There are a few different methods for implementing these airflow plans. Bracket systems, for instance, are used to create easily installed data center enclosures. These drop ceiling or suspension ceiling brackets are used to hang soft wall panels and strip doors, which create temperature control and air flow containment, whether you’re interested in hot or cold aisle containment.

Data Center Enclosures

The enclosure wall panels themselves are another part of the system, and there are two choices: soft wall panels or rigid panels—soft wall panels are clear, heavyweight vinyl curtains, while rigid panels are made of clear Plexiglass.

As for the doors for these data center enclosures, there are a few different options, including strip doors, sliding doors, and hinged doors. Depending on factors like the size of the server room, the type of accessibility needed, and whether the construction is permanent or modular, one of these types of doors may be better suited than another.

Seal leaks between Servers and Cabinets

Once the server room has been enclosed by these panels, another way to further control the airflow within it is by using air sealing accessories such as foam air barriers–soft vinyl containment cubes that compress to fill a void—or rigid polycarbonate blanking panels above or below the servers to help control where air flows. Brush grommets are another accessory for managing airflow. They allow cables to pass through openings, and contain air leaks. Used together, these accessories help prevent air from leaking out of the enclosure.

Why is Airflow Management So Essential?

Airflow management is an essential aspect to create efficiencies within a data center enclosure. It protects servers from dust and other airborne debris, and helps regulate temperature inside the server room. Proper airflow management plans are designed to prevent servers from overheating—which can lead to downtime and equipment failure.

Additionally, airflow management systems in server rooms can contribute to decreased energy costs, since the air temperature will be more maintained and you won’t have to alter the level of cooling to make up for air leaks.

__STORED DATA__.

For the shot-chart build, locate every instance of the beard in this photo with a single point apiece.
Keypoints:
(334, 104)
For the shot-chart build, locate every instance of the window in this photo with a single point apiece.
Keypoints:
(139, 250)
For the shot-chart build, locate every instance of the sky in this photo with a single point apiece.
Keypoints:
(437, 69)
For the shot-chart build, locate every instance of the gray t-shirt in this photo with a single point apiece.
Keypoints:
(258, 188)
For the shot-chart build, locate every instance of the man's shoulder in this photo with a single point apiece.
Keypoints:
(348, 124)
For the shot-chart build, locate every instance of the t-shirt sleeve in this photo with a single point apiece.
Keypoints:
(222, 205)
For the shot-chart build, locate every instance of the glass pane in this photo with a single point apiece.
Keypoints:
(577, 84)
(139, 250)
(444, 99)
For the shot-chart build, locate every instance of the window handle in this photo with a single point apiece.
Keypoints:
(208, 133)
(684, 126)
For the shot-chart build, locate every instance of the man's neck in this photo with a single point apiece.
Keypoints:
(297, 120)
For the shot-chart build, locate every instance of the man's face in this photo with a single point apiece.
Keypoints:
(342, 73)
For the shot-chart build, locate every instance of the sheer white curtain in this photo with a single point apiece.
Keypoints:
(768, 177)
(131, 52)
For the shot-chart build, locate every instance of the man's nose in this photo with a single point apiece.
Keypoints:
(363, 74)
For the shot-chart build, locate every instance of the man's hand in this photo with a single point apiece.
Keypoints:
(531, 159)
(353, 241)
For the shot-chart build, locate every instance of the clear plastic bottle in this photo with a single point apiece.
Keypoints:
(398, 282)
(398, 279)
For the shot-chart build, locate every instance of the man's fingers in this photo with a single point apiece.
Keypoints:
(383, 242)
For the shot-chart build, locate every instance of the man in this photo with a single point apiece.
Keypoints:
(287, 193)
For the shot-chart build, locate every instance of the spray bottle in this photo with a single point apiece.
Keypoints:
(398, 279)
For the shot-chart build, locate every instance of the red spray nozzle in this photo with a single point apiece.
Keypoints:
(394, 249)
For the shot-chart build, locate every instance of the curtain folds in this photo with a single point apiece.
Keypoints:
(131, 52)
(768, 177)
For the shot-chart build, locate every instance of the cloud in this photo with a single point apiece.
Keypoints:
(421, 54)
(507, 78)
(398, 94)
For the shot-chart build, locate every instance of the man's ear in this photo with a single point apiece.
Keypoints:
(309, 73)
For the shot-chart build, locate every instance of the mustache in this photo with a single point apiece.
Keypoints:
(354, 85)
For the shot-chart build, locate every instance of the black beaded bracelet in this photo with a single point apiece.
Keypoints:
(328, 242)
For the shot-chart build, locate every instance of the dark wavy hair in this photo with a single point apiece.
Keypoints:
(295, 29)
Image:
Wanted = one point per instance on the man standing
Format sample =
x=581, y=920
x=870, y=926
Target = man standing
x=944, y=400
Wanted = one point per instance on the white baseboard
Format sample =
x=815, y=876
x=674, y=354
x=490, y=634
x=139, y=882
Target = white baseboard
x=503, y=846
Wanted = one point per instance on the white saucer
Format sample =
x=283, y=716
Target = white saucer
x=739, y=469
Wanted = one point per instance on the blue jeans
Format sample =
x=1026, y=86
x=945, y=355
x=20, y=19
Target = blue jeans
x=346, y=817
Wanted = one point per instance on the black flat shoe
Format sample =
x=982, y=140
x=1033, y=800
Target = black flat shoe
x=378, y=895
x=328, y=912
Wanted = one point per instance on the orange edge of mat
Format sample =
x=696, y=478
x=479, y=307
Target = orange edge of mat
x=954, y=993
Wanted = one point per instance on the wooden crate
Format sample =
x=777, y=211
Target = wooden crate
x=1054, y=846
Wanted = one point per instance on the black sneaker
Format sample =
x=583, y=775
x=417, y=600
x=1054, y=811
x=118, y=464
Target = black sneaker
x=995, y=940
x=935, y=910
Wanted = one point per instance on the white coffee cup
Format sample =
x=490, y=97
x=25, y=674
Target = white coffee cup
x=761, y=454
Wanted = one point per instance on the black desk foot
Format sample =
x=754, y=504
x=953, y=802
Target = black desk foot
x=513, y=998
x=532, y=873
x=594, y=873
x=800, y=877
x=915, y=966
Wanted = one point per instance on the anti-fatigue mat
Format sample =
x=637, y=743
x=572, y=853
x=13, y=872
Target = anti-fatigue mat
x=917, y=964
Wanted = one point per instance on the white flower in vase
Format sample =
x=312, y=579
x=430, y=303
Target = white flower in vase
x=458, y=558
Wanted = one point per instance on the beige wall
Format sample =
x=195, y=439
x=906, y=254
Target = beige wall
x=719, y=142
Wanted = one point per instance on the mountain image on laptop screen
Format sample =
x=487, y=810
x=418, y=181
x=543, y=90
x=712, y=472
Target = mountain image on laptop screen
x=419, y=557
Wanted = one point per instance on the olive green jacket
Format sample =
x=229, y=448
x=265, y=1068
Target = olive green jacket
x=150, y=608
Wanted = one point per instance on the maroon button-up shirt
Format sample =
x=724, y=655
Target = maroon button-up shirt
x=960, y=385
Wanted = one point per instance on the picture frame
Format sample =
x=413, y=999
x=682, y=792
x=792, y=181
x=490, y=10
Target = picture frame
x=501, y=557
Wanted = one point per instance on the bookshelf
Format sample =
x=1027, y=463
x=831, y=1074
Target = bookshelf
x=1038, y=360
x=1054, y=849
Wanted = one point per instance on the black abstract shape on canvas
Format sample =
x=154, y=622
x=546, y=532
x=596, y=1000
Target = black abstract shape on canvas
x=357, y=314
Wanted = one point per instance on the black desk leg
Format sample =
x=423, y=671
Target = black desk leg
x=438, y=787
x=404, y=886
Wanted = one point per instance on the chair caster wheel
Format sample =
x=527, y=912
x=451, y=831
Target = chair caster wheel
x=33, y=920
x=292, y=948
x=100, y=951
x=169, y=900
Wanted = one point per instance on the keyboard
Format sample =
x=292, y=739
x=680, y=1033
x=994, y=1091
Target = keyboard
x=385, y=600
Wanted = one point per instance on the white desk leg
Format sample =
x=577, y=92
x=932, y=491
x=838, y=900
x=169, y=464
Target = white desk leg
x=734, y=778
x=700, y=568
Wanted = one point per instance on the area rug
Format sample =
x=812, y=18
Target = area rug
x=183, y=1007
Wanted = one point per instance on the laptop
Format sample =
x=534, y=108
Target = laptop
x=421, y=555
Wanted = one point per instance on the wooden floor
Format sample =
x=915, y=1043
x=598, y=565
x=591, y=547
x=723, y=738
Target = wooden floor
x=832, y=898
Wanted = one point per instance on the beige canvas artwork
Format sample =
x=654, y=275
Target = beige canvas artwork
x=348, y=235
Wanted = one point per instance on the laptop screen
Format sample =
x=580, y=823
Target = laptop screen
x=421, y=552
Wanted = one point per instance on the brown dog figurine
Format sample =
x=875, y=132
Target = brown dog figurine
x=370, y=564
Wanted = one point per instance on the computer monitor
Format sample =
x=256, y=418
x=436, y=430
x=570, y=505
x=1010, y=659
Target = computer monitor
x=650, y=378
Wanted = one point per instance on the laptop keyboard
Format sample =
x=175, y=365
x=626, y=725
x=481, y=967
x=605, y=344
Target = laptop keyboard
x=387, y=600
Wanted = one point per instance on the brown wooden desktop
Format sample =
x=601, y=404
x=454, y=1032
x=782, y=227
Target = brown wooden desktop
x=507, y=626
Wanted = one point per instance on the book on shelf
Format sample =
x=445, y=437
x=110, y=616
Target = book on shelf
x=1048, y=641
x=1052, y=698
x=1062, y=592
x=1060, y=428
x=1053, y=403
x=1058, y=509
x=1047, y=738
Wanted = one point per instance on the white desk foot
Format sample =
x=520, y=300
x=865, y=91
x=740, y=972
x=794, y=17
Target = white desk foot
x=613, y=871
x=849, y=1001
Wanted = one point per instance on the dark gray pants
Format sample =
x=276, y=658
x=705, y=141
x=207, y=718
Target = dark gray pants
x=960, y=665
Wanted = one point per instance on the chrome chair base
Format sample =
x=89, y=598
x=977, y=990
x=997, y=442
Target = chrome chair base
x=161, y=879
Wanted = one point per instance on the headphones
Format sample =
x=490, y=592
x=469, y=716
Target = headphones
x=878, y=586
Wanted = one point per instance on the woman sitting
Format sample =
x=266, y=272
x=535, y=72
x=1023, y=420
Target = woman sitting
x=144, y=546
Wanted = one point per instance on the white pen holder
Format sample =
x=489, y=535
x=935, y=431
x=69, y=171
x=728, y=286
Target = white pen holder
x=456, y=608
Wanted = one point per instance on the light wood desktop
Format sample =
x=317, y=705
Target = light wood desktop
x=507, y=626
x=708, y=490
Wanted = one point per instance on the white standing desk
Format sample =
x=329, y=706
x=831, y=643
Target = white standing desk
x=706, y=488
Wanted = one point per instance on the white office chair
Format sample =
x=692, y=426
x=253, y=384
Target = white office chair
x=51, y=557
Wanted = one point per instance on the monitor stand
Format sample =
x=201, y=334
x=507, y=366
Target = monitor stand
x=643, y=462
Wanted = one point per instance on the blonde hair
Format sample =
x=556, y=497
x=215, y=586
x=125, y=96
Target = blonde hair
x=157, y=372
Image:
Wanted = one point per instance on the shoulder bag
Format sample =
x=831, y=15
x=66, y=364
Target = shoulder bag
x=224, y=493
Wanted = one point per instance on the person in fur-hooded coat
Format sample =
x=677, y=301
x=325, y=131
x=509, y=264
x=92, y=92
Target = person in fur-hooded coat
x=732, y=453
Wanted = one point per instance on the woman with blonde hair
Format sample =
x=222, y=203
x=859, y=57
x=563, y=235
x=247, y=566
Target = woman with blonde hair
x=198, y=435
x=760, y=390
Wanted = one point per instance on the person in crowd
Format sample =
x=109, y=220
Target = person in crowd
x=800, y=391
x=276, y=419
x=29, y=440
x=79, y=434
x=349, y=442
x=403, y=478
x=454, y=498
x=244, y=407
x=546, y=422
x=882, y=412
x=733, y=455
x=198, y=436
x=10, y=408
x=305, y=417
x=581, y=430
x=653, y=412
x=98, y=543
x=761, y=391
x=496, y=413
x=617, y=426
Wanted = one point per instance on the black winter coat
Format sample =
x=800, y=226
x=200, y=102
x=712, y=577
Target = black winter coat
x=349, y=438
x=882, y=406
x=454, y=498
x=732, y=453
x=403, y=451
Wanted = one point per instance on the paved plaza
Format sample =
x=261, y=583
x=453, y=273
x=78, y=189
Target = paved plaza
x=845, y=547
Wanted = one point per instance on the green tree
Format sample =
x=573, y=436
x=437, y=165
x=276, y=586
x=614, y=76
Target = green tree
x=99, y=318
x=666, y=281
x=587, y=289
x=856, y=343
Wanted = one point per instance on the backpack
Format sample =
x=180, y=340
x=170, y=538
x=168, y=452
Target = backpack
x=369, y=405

__DIRECTIONS FOR THIS TASK__. In the data center airflow text, what are the rigid enclosure wall panels made of?

__WRITTEN ANSWER__. Clear Plexiglass.